(Region labeling records)
====================

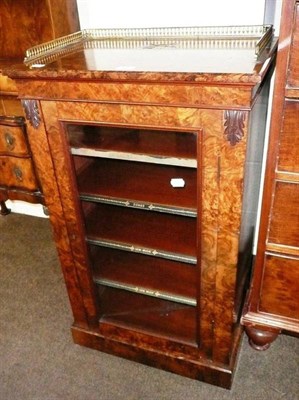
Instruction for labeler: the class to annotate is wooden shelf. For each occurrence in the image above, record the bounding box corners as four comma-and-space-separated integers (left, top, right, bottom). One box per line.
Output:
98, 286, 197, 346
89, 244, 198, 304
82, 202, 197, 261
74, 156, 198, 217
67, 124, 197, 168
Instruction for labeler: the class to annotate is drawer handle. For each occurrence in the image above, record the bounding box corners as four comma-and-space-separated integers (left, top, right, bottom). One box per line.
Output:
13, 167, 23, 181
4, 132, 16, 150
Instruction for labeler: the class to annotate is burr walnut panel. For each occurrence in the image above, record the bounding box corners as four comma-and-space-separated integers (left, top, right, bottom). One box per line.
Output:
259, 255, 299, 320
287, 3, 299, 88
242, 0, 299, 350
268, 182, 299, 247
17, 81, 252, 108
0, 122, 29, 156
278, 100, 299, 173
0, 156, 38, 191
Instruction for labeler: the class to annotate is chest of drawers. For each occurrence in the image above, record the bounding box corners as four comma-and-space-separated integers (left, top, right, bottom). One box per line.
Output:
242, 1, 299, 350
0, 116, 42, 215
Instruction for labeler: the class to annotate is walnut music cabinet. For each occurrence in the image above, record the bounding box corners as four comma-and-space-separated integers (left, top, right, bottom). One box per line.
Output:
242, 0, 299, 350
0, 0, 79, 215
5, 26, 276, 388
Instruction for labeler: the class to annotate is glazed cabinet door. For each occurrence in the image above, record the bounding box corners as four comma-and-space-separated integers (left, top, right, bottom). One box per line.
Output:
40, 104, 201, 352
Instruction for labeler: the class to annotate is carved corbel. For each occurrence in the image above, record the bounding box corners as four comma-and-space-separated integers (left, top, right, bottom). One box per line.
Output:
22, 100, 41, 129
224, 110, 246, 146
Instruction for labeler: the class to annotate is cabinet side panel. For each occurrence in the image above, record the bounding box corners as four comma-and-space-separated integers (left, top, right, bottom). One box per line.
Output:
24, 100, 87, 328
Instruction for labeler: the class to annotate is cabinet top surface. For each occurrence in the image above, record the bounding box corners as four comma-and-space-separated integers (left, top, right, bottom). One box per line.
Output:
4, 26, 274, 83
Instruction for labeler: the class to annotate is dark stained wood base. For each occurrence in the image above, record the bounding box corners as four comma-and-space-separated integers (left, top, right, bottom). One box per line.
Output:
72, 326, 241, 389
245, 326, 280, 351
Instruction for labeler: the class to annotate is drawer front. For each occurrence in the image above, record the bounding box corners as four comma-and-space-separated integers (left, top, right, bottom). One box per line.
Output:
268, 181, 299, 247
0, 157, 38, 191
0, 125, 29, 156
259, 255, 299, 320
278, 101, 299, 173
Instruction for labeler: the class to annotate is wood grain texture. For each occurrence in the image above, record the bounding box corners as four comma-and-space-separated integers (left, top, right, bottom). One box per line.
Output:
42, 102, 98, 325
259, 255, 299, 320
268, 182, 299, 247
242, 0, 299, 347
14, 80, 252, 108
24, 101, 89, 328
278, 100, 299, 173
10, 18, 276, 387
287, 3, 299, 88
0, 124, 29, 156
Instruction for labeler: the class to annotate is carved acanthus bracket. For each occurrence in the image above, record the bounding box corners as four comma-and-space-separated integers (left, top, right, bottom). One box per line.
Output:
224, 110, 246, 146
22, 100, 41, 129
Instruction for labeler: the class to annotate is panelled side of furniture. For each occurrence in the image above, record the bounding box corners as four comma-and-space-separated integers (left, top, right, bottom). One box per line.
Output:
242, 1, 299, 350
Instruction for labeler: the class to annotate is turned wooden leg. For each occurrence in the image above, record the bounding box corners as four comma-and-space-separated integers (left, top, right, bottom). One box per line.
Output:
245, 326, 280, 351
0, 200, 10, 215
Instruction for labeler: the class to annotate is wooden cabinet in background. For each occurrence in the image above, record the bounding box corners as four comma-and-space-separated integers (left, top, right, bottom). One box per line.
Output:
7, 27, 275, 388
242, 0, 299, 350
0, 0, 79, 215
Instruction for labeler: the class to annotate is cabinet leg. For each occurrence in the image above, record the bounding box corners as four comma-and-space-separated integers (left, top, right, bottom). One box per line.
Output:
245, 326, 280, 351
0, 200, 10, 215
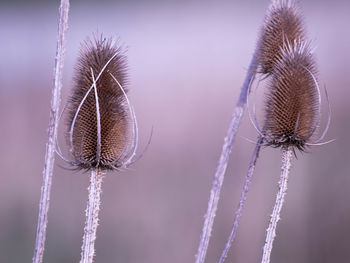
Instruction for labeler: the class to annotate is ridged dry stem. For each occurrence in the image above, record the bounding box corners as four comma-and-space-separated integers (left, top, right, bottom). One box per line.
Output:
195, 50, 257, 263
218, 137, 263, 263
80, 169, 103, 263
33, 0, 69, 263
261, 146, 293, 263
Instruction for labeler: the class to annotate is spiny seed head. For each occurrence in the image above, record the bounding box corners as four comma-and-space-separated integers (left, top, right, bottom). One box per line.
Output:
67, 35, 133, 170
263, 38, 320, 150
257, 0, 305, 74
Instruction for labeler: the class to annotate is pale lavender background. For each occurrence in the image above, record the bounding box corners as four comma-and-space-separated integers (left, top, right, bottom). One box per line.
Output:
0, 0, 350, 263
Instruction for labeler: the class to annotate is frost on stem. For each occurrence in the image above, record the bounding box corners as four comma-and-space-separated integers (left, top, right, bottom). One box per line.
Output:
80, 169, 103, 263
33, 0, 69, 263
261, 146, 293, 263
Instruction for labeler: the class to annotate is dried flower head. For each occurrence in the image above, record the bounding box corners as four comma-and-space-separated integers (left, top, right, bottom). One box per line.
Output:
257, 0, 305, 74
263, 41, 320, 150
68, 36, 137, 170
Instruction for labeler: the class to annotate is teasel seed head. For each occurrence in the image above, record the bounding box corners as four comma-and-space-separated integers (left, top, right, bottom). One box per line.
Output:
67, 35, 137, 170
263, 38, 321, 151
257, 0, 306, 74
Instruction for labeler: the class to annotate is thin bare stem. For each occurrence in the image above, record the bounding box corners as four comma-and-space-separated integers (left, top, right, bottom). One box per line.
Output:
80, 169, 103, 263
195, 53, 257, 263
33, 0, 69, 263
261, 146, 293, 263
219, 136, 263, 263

====================

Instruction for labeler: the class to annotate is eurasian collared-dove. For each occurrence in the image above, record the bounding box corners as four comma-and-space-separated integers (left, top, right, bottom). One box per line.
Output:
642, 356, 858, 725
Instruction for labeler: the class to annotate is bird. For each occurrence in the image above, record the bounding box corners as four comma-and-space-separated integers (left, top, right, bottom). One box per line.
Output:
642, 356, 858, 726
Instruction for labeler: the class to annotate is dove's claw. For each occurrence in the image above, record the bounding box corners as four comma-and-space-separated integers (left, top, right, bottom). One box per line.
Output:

====================

**AIM OF THE TASK**: Return the lines starting at the one containing "Instruction for labeler: the class to annotate is dark" and ending at the one containing "0, 124, 29, 156", with "wood grain texture" replaced by "timber grain pattern" and nothing else changed. Give only those lines.

**SOLVED PROBLEM**:
Instruction for labeler: the class to annotate is dark stained wood base. For each occurrence in the image above, record the bounding box corners as four comma-and-space-separated integers (left, top, right, bottom). One box per line.
Output:
72, 326, 241, 389
245, 326, 280, 351
Instruction for labeler: the class to annotate is drawer front. For each occurrence in the image above, record the bounding box corners as four comma-and-space-separated integers (left, top, right, bottom). One box per line.
Output:
268, 181, 299, 247
0, 157, 38, 191
0, 125, 29, 156
259, 255, 299, 320
278, 101, 299, 173
Instruction for labeler: the class to annotate is timber grain pattern. For each occurrence in the image above, record the bounding box corners as four comma-and-space-separated integers (left, top, right, bottom). One box per line.
Output:
42, 102, 98, 325
259, 255, 299, 320
268, 182, 299, 247
242, 0, 299, 347
14, 80, 252, 108
24, 101, 89, 328
278, 100, 299, 173
10, 18, 276, 387
287, 3, 299, 88
0, 124, 29, 156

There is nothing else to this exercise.